◆ **EXERCISE**:
Look for the word "tuples" in the entries and copy each line where it appears.

◆ **MATERIAL PROVIDED**:
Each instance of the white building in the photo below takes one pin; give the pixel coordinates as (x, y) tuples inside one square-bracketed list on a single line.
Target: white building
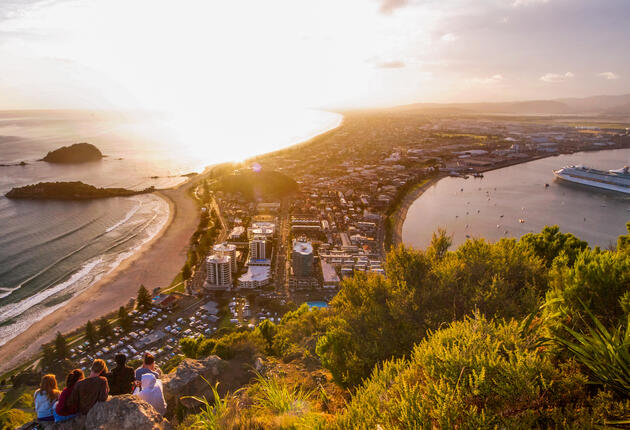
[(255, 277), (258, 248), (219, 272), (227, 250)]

==

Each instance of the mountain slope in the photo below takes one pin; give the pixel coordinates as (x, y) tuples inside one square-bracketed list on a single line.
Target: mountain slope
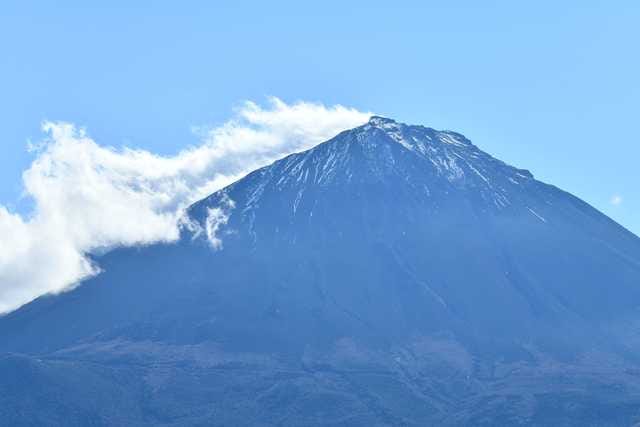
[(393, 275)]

==

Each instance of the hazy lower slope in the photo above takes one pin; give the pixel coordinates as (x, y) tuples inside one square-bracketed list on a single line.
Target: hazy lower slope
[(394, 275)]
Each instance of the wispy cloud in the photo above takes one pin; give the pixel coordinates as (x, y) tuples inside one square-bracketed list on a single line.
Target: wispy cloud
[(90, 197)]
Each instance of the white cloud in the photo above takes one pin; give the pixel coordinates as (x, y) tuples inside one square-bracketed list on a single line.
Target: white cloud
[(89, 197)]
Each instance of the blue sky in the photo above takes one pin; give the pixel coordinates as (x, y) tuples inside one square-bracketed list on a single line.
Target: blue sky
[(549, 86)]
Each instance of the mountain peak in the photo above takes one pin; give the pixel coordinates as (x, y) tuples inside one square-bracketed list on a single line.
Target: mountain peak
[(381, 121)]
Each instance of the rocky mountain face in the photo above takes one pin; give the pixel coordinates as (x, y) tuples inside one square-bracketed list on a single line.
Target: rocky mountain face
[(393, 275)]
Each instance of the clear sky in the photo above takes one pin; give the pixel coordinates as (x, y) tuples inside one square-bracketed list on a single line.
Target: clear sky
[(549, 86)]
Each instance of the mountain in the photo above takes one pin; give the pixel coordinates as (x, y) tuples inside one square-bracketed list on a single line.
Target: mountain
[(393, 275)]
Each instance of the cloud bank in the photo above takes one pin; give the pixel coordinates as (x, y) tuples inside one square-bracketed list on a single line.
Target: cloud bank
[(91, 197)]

◆ **RESPONSE TO THE TASK**:
Each instance of the white building in the photo below takes one pin; give the pixel coordinates as (x, y) tuples inside one square-bracketed list on a single line.
Each instance of the mountain slope in the photo below takes one pin; give the pixel coordinates as (x, y) tuples inside one square-bracketed list on a single line.
Each instance of the hazy lower slope in the photo above takes one pin; give the pixel coordinates as (x, y) tuples inside one square-bracketed list on a single line.
Each instance of the wispy cloud in the photo above takes one pin; give the pixel coordinates as (x, y) tuples inside one square-bracketed list on a single line.
Each instance of the white cloud in the photo above takes one pin; give the pixel coordinates as (x, y) tuples inside one square-bracketed list on a single line.
Each instance of the blue sky in the photo above takes one pin; give the pixel coordinates as (x, y) tuples inside one square-bracketed list on a single line.
Each instance of the mountain peak in the photo above takes one pin; give the pixel coordinates as (x, y) tuples inside one square-bracketed list on a single line.
Each instance of the rocky mountain face in the photo above takes one pin; give the pixel coordinates as (x, y) tuples inside one square-bracketed list on a single line.
Each instance of the clear sky in the photo above takes one pin; give the pixel coordinates as (x, y) tuples inside one square-bracketed list on a single line.
Each instance of the mountain in the photo above takes one pin; give the pixel coordinates as (x, y) tuples inside one square-bracketed list on a single line.
Each instance of the cloud bank in the photo above takes one pin; give the pixel coordinates as (x, y) tuples inside one square-bracketed list on a single line.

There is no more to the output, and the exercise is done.